**Provided text**
Russian Defense Minister Sergei Shoigu and Syrian president Bashar Assad (L-R front) shake hands during a meeting, Damascus, March 23, 2020. (TASS via Getty Images)
Russian Defense Minister Sergei Shoigu and Syrian president Bashar Assad (L-R front) shake hands during a meeting, Damascus, March 23, 2020. (TASS via Getty Images)

Russia is not pleased with the pace set by Damascus at the Constitutional Committee talks in Geneva. It is also awaiting the development of US President Joe Biden’s policy towards Syria and Washington’s broader relations with Moscow.

Meanwhile, Russia received proposals from Syrian opposition figures for the formation of a joint military council that includes armed factions and defectors from the regime. The council would assume many duties, such as forcing the pull out of foreign forces and militias from Syria, unifying the country and its forces, and sponsoring the political solution. Russia would alone retain troops in the country.

As it stands, Russia is still maintaining its position that is based, first on prioritizing the upcoming presidential elections, set for mid-2021. It is hoping that Bashar Assad would win the elections, which would serve as a “turning point” to breaking Damascus’ international and regional isolation.

Second, Russia is keen on backing the constitutional reform path forged in Geneva and supporting the three “guarantors” - Moscow, Ankara and Tehran - at the upcoming Sochi talks. The talks would set the “mechanisms” for Constitutional Committee work to end the “negative” pace that was set by Damascus.

Third, Russia is relying on field settlements and understandings between warring parties, regime loyalists and their foreign sponsors in Sweida and Daraa in the south, al-Hasakeh, Qamishli and Aleppo in the north and northeast and Idlib in the northwest.

Given this vision, presidential envoy Alexander Lavrentiev said that Russia has “other calculations”, which he revealed during his recent secret visit to Damascus. Accompanied by senior generals, he met with Assad before heading to Geneva in late January.

In the meantime, Russia was approached with a proposal from Russian civil and military figures urging it to consider forming a joint military council. The suggestion was sent through various channels to Foreign Minister Sergei Lavrov, his deputy Mikael Bogdanov and Alexander Zorin, a Russian defense ministry official in charge of the Syrian file.

**Direction A**
Please retype the article on Russia's Syria policy from "Second, Russia is" up to and including "set by Damascus.".
**Direction B**
Extend the article on Russia's Syria policy, picking up after its final sentence.

**Data lines**
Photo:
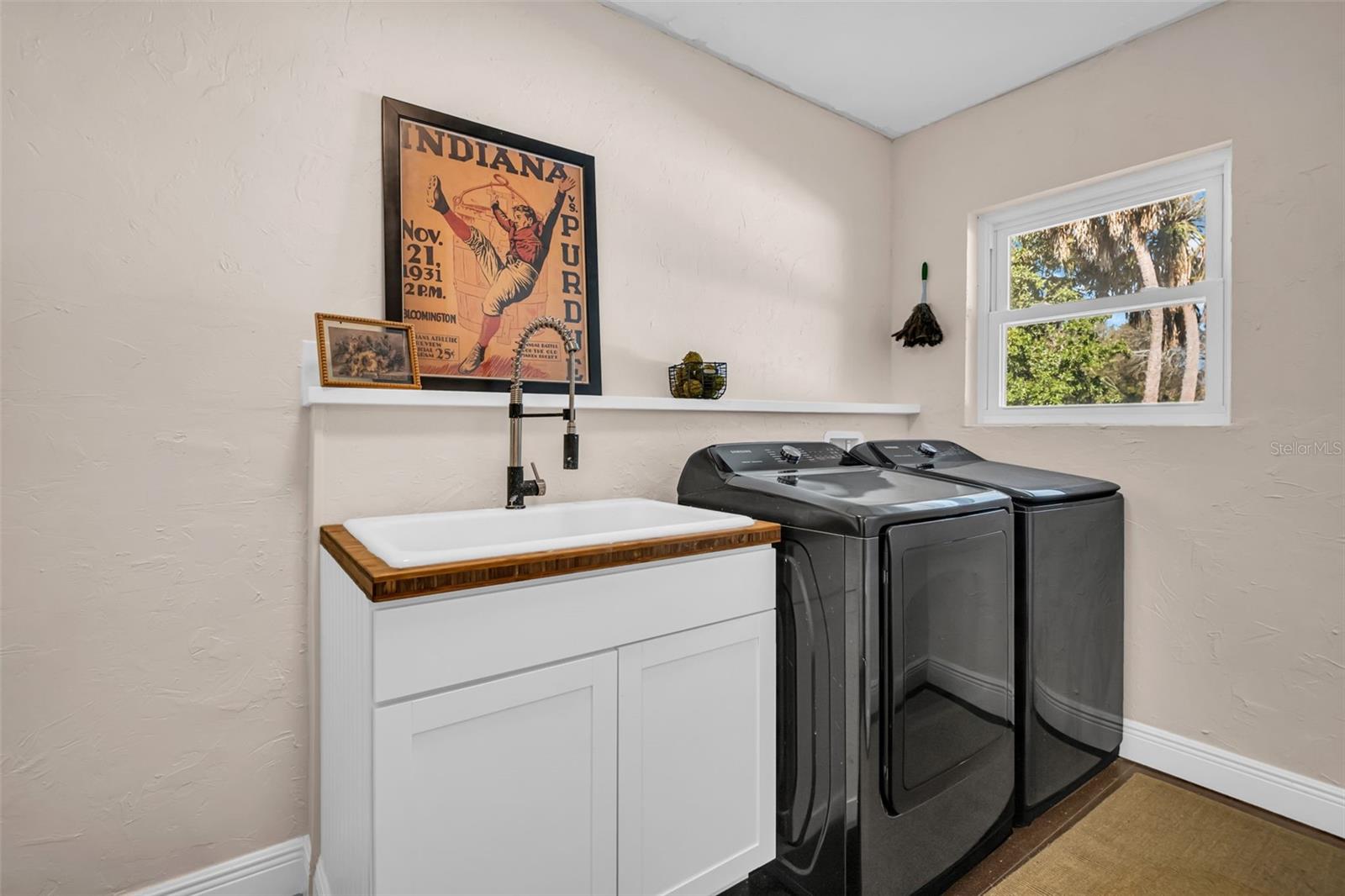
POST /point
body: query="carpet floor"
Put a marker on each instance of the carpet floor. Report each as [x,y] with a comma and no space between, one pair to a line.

**Reply A**
Second, Russia is keen on backing the constitutional reform path forged in Geneva and supporting the three “guarantors” - Moscow, Ankara and Tehran - at the upcoming Sochi talks. The talks would set the “mechanisms” for Constitutional Committee work to end the “negative” pace that was set by Damascus.

**Reply B**
Military council
The first proposal was submitted by opposition figures from the Moscow and Cairo “platforms” and focuses on the implementation of UN Security Council resolution 2254. It suggests the formation of a joint military council during a transitional phase, whose duration would be agreed on.

Asharq Al-Awsat received a copy of the proposal, which explains that the council would be formed of three parties. The first are retired senior officers who served under late president Hafez Assad. The second are officers who are still in service and the third are officers who have defected from the regime but who did not become involved in armed factions.

Implementation of resolution 2254, continued the document, would take place in ten steps, including restructuring the military and enabling it to eliminate terrorism, dismantling all armed groups, collecting all weapons, restoring the authority of the state throughout Syria, naming an interim government that boasts full executive authorities as stipulated in the 2012 constitution, and calling for an internal national dialogue.

The dialogue would produce a founding association that would be tasked with drafting a new constitution, said the document. The proposal also calls for the release of detainees, allowing the return of refugees to their homes and holding international contacts over reconstruction.

It also demands the withdrawal of all foreign forces from Syria. Russia alone would keep its troops, who would work with the military council and interim government to restore stability, ensure the implementation of resolution 2254, form a reconciliation body and safeguard the constitutional referendum process and parliamentary and presidential elections.

The “legal reference” for the above would either be the 2012 constitution or a temporary constitutional declaration derived from the 2015 Vienna understandings.

Media test
Meanwhile, opposition journalist Yaser Badawi called for the formation of a military council through an agreement between the “influential” players in Syria, starting with Russia.

In an article published by Russia’s Nezavisimaya Gazeta, he said the council should include current serving officers and defected ones, who have not taken part in hostilities. The council would be responsible for eliminating terrorism, protecting Syria and its people and collecting all weapons.

Opposition figures interpreted Russia’s publication of his article as a sign that it was officially prepared to discuss this idea, despite alleged protests by Syria’s ambassador to Moscow.

Badawi cited statements from Arab tribes, rights activists and politicians, demanding the formation of a military council headed by General Manaf Tlass, son of late Defense Minister Mustafa Tlass.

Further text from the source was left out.